* Extract *
○ ○ ○ ○ ○ ○ ○

# Browning Reflex sight and optimum barrel length for Hunter Barkmark



## RomeoBravo54 (Sep 28, 2015)

Hi, 
Two queries re Browning’s Reflex sight and optimum barrel length, on a Buckmark pistol.
Being now retired and resident in France, I can enjoy the much more accommodating guns laws here than in the UK. I have acquired a collection of 22lr Rifle/Carbines, fitted with an appropriate scope, which of course makes the aiming process very simple.
My problem is that (now in my sixties) my eyesight is, as you might guess, not very good. I am shortly about to invest in a Buckmark, however my practise with a friend’s pistol has identified for me a new problem. To be able to focus on the front and rear sight of the pistol I need to wear “reader” glasses, but when I do then the target is a total blur. If I remove the glasses then I can see the target (not brilliantly, it’s an age thing), but I cannot see (in focus) either of the gun sights!

○ ○ ○ ○ ○ ○ ○

* Data records *
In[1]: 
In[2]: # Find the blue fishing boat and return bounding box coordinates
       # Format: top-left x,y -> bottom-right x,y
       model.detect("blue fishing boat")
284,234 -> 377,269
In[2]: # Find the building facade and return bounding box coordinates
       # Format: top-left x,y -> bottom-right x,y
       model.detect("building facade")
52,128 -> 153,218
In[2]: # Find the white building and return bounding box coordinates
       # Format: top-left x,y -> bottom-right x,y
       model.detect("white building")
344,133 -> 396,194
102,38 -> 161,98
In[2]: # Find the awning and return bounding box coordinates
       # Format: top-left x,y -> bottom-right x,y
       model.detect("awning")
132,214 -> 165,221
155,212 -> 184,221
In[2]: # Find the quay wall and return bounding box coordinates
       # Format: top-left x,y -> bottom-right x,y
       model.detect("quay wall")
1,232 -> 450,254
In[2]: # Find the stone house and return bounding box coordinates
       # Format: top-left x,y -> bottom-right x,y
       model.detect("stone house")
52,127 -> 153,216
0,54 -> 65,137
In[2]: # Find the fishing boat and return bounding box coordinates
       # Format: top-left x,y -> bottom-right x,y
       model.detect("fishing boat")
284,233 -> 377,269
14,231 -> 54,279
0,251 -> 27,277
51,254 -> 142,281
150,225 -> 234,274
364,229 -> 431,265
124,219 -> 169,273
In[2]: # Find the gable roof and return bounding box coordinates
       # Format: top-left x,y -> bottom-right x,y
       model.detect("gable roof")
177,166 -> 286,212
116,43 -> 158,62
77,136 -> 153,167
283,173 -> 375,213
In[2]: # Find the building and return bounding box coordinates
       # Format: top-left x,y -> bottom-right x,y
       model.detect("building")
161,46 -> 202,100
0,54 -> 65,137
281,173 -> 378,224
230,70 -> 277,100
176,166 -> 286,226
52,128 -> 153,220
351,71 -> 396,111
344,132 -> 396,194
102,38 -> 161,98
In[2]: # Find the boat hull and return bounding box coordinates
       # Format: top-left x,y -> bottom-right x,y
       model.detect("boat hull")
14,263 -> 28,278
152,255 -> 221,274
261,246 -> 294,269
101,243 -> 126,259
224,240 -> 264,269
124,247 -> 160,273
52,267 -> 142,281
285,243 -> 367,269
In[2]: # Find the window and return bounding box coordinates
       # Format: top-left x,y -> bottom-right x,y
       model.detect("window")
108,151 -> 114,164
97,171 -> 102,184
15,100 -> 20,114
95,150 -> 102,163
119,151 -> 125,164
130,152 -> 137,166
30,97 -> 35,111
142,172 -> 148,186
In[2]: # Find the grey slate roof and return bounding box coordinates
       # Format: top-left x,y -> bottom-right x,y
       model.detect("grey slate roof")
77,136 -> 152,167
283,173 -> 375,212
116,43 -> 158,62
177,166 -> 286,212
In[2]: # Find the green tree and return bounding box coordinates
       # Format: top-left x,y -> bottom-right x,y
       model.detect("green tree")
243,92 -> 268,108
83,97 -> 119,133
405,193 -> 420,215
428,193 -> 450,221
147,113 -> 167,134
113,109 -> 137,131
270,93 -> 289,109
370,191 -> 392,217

○ ○ ○ ○ ○ ○ ○

* Directives *
**a)** According to the thread, what must the poster wear to bring the pistol's front and rear sights into focus?
**b)** Reproduce the thread word for word, everything from "## RomeoBravo54 (Sep" down to "process very simple.".

* Task solutions *
**a)** "Reader" glasses.

**b)**
## RomeoBravo54 (Sep 28, 2015)

Hi, 
Two queries re Browning’s Reflex sight and optimum barrel length, on a Buckmark pistol.
Being now retired and resident in France, I can enjoy the much more accommodating guns laws here than in the UK. I have acquired a collection of 22lr Rifle/Carbines, fitted with an appropriate scope, which of course makes the aiming process very simple.